• _Your task_:
Exactly how many lines in this data contain the word "flag"? Only the number should be given.

• _Data shown_:

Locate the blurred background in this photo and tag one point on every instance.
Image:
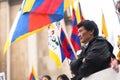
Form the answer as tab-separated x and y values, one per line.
33	50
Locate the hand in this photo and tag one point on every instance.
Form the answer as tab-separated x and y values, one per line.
114	64
83	60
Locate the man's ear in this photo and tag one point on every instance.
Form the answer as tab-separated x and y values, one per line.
92	32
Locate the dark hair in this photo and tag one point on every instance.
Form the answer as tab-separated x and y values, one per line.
89	26
63	77
47	76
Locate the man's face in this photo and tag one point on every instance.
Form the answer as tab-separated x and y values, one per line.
84	35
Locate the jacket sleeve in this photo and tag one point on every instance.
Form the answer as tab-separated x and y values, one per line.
74	65
98	57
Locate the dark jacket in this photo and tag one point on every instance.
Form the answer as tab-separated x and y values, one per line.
97	56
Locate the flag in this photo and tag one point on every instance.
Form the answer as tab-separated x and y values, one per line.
33	74
75	40
79	13
104	28
67	49
55	50
33	16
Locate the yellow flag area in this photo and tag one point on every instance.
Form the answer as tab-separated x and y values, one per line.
104	28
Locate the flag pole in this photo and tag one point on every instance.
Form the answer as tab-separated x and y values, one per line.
116	12
70	43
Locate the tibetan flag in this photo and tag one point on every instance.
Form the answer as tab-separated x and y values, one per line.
32	75
74	35
79	13
104	28
55	50
67	49
33	16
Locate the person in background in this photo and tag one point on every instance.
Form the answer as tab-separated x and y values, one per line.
45	77
97	53
62	77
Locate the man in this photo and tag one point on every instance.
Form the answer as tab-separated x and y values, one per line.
96	53
118	7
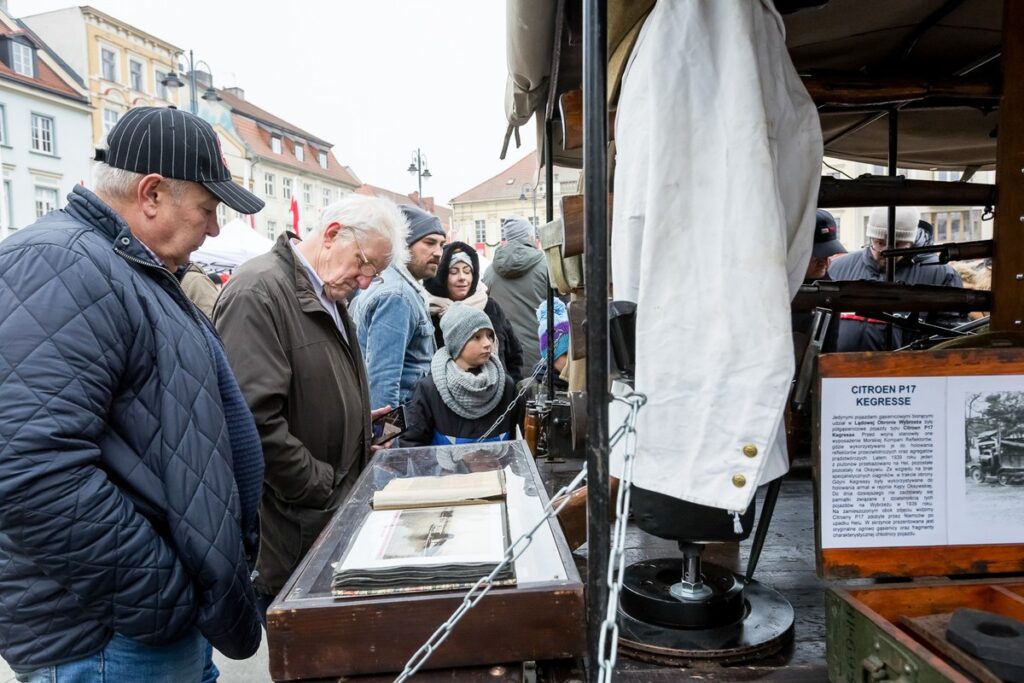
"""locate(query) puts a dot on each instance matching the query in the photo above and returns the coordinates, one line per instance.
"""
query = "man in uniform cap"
(857, 333)
(130, 467)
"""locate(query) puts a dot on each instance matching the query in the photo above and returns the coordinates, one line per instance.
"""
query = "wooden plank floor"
(786, 564)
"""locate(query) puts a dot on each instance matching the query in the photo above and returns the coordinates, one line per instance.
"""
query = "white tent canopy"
(237, 244)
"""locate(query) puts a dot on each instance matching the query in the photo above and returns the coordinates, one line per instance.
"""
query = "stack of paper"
(424, 549)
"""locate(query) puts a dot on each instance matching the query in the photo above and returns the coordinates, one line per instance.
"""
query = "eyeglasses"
(367, 267)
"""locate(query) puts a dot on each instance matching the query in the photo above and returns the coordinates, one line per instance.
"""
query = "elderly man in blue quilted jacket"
(130, 467)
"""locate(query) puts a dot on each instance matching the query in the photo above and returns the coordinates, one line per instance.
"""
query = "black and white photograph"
(985, 433)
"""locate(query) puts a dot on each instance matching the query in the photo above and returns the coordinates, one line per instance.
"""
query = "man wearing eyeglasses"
(394, 327)
(292, 344)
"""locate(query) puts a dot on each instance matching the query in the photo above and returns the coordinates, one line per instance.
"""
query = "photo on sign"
(994, 439)
(985, 462)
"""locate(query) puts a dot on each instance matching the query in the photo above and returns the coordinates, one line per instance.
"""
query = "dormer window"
(23, 59)
(109, 63)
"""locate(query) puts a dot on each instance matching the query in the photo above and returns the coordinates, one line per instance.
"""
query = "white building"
(45, 128)
(278, 161)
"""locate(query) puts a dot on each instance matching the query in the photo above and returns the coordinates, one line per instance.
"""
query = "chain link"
(608, 641)
(616, 559)
(481, 587)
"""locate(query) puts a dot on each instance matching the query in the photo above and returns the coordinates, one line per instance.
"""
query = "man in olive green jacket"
(294, 350)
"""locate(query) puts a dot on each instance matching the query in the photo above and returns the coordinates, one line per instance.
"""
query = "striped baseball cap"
(175, 144)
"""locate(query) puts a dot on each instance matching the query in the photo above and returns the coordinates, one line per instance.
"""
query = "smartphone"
(389, 426)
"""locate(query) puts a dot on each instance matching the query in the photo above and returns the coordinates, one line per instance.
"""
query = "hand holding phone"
(389, 426)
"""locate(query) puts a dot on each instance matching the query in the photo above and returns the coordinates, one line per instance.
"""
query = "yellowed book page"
(446, 489)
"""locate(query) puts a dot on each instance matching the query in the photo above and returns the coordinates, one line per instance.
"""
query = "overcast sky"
(377, 78)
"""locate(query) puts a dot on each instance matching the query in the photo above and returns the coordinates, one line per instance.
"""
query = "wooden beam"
(572, 231)
(883, 190)
(570, 109)
(1008, 231)
(855, 89)
(833, 90)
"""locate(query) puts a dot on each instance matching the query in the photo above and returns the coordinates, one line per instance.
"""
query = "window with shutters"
(42, 134)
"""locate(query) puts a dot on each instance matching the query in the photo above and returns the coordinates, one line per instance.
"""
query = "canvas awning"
(236, 244)
(923, 40)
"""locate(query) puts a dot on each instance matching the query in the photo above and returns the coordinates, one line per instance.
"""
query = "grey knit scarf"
(470, 395)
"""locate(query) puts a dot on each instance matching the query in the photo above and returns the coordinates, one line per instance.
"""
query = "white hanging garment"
(717, 171)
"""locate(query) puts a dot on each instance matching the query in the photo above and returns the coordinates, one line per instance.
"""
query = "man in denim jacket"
(391, 317)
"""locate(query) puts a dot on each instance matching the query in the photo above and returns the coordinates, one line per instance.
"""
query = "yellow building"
(122, 66)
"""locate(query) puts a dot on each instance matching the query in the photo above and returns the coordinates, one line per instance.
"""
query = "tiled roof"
(250, 111)
(46, 78)
(258, 139)
(442, 212)
(509, 183)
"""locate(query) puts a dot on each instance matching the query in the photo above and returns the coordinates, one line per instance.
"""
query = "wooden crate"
(314, 635)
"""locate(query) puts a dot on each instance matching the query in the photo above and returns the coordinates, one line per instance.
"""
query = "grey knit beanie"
(517, 228)
(460, 324)
(421, 223)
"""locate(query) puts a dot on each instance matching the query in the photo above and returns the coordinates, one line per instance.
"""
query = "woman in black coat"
(458, 279)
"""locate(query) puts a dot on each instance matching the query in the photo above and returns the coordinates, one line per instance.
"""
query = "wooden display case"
(312, 634)
(896, 631)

• _Task result_:
4